- Brief: Start at the line with "Target: shade sail" in the records below, stop at the line with "Target: spraying water", and return every line in that span exactly, the two end lines included.

- Exercise materials:
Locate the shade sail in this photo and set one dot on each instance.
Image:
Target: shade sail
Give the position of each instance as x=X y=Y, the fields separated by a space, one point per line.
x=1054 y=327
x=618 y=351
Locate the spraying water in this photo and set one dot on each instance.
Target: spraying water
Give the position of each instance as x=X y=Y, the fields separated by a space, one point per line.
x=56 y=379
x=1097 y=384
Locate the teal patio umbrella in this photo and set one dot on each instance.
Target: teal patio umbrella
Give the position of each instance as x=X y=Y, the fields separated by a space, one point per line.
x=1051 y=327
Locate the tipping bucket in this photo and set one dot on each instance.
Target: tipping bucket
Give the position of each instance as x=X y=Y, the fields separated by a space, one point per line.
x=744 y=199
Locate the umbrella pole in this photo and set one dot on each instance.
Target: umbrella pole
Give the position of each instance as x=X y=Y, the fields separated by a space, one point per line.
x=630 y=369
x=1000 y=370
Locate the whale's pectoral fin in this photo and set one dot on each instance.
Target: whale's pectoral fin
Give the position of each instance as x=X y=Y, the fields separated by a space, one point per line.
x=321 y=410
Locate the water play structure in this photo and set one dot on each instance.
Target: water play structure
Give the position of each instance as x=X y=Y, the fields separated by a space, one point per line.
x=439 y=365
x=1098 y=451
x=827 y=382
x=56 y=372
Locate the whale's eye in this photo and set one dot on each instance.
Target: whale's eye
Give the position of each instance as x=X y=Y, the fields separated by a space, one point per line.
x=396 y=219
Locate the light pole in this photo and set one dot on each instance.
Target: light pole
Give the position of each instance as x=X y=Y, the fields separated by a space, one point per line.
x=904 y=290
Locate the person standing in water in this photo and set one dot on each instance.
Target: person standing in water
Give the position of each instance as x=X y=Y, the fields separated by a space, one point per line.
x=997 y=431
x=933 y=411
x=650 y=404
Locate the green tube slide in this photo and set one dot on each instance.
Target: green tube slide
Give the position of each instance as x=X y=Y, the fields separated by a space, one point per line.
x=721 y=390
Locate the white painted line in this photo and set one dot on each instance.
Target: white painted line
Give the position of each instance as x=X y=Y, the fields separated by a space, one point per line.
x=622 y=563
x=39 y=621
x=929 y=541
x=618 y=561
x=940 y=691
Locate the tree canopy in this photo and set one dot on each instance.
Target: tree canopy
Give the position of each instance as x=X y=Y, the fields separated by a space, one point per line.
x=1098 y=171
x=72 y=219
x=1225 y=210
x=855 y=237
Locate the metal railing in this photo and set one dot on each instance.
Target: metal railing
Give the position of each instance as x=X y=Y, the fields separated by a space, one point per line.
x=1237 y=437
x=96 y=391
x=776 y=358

- The answer:
Target: shade sail
Give the position of each instance as x=X y=Y, the fields separated by a space, one point per line.
x=1054 y=327
x=618 y=351
Locate the spraying water in this photo and set one dot on each instance.
Target: spraying water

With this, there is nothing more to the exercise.